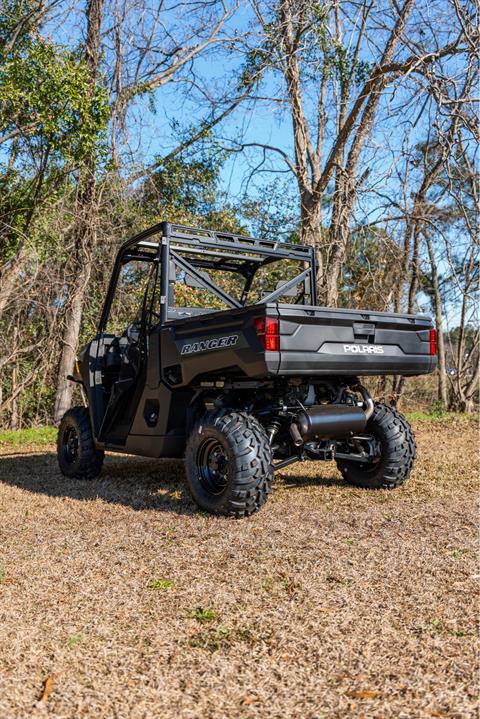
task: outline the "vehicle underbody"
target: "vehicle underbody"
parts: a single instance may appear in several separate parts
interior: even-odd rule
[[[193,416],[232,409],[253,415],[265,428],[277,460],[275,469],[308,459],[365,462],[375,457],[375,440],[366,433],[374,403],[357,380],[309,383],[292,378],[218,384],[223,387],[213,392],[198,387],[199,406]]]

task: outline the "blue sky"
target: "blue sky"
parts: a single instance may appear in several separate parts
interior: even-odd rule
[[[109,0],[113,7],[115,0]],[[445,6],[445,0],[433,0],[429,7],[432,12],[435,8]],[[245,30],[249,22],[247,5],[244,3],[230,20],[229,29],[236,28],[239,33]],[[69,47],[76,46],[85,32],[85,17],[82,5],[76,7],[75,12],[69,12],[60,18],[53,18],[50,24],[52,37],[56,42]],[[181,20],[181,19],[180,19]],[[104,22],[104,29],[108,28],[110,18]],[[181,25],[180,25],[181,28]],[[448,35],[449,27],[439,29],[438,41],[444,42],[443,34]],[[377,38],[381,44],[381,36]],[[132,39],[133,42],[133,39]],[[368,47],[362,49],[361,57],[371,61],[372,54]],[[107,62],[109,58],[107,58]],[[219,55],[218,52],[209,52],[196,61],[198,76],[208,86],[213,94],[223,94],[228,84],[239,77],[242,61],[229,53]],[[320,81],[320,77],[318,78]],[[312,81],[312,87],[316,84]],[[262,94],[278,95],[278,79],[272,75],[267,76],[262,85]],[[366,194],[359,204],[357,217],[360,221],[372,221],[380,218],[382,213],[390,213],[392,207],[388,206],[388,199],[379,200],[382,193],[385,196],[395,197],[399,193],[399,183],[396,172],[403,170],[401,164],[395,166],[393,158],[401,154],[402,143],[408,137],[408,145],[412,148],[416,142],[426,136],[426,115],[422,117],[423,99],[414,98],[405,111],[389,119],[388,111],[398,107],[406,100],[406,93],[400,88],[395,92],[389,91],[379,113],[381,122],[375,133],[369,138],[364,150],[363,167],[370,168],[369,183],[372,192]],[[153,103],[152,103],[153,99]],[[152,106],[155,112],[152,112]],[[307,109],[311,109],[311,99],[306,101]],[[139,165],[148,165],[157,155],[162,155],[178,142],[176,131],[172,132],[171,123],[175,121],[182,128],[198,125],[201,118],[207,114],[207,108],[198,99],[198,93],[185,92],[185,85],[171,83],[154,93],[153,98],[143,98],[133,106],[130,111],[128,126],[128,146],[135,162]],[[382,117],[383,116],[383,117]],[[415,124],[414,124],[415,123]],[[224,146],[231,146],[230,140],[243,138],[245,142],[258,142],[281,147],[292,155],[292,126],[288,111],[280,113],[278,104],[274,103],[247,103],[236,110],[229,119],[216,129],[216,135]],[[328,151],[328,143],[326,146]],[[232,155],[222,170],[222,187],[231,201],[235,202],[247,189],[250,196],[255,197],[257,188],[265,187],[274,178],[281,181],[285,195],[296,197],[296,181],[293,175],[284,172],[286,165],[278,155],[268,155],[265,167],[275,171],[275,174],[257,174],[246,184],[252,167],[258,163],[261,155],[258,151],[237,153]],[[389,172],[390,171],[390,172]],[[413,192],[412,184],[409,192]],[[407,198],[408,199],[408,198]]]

...

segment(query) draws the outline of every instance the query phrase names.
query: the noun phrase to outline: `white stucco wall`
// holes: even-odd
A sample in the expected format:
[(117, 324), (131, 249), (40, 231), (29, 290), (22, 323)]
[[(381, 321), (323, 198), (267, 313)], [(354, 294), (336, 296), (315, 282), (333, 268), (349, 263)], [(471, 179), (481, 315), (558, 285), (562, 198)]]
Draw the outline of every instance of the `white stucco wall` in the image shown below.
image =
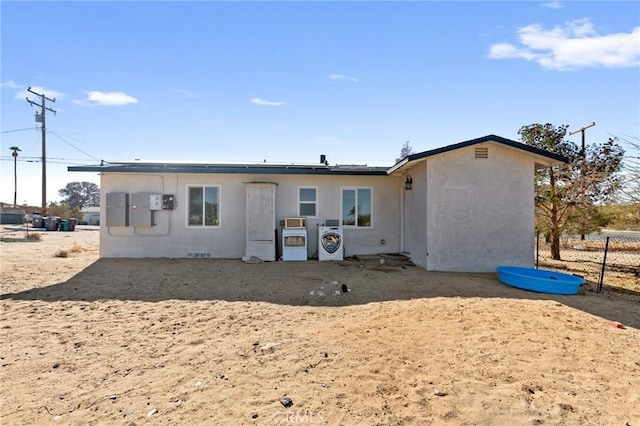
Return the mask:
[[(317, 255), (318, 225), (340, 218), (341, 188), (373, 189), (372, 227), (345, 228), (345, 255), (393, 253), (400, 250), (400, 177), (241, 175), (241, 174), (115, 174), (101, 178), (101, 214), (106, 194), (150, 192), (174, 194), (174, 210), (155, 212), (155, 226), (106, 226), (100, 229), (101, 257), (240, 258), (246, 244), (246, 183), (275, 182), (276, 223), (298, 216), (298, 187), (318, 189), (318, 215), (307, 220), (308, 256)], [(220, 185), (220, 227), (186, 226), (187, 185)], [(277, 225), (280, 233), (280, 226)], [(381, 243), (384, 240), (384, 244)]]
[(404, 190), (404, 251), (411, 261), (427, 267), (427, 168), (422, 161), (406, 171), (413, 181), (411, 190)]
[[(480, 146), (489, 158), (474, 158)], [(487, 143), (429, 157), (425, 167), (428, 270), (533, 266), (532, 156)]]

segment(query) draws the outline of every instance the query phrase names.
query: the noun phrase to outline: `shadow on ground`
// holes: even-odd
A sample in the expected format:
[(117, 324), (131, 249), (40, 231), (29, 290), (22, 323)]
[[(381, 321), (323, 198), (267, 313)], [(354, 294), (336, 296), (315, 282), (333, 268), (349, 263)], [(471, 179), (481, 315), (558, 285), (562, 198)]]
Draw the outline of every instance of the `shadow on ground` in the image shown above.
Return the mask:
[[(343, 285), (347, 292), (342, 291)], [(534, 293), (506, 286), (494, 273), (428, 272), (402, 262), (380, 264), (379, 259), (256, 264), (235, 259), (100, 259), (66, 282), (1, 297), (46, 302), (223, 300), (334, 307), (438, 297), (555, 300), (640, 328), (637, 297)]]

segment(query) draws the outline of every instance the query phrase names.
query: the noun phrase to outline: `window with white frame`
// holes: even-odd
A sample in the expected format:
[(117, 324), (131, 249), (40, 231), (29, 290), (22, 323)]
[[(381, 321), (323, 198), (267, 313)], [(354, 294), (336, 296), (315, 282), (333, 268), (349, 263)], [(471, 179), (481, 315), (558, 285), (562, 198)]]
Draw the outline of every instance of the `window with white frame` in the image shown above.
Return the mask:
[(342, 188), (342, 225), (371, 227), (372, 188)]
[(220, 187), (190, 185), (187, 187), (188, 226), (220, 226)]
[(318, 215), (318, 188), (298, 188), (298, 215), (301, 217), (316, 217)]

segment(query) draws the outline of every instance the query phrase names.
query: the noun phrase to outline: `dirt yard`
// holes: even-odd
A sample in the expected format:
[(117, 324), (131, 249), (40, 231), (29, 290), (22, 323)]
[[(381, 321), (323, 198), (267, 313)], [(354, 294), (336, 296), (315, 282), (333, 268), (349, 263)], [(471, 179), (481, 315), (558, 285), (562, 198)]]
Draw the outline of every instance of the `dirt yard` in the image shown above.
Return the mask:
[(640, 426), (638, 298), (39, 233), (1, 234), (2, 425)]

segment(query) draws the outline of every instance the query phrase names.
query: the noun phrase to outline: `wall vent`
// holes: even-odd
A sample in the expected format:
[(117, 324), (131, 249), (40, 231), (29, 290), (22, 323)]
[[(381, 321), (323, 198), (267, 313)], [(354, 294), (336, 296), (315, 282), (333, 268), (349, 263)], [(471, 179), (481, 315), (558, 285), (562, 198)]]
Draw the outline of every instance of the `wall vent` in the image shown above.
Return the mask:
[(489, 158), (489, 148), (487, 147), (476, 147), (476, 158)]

WHAT THE TASK REQUIRES:
Would you show all lines of the material above that contain the word "vent"?

PROBLEM SOLUTION:
query: the noun phrase to outline: `wall vent`
Draw the outline of every instance of the `wall vent` in the image shown above.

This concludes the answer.